WRITTEN INSTRUCTION:
Pick out and copy every line of the material below that contains the string "rock", matching case.

%%

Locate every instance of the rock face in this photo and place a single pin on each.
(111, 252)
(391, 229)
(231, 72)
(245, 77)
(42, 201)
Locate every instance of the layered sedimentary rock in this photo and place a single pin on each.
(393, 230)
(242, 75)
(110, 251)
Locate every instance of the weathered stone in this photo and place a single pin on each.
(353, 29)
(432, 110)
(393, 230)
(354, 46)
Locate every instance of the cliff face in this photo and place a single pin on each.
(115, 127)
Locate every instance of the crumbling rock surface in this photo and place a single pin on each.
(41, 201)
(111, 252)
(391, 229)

%%
%%

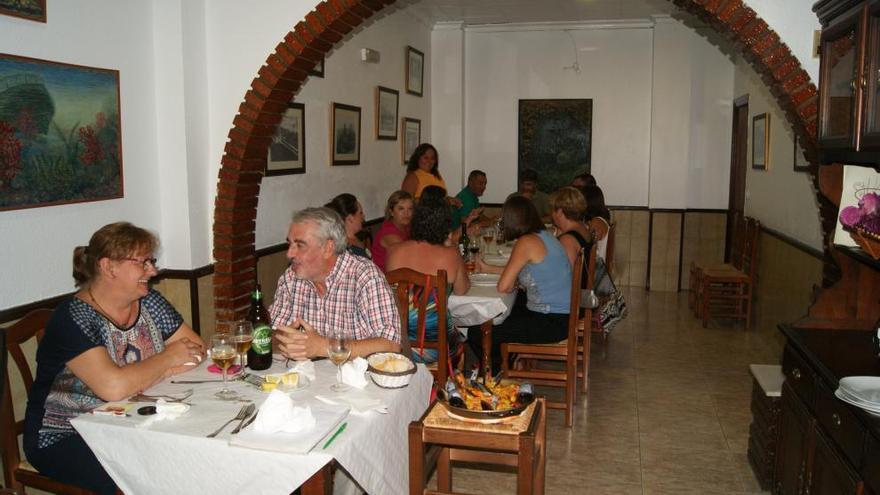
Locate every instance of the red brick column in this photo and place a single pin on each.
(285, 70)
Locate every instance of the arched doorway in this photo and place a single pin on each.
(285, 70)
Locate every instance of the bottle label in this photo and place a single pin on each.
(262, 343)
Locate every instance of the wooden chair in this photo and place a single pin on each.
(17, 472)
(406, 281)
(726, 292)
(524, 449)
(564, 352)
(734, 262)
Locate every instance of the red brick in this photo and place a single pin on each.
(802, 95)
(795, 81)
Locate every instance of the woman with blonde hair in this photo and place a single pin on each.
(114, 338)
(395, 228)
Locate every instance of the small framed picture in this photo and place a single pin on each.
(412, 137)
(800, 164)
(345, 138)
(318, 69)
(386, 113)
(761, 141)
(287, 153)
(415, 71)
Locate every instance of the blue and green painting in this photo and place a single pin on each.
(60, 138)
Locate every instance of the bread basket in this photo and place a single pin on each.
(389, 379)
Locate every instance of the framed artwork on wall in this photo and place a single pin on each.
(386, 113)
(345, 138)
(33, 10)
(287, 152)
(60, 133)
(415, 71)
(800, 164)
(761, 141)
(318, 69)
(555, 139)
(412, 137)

%%

FULL ANSWER:
Locate every instance of the rock face in this photo and place a single pin on each.
Locate every instance of the layered sedimentary rock in this photo and place a single pin on each.
Locate every instance of the crumbling rock surface in this photo and place a single pin on each.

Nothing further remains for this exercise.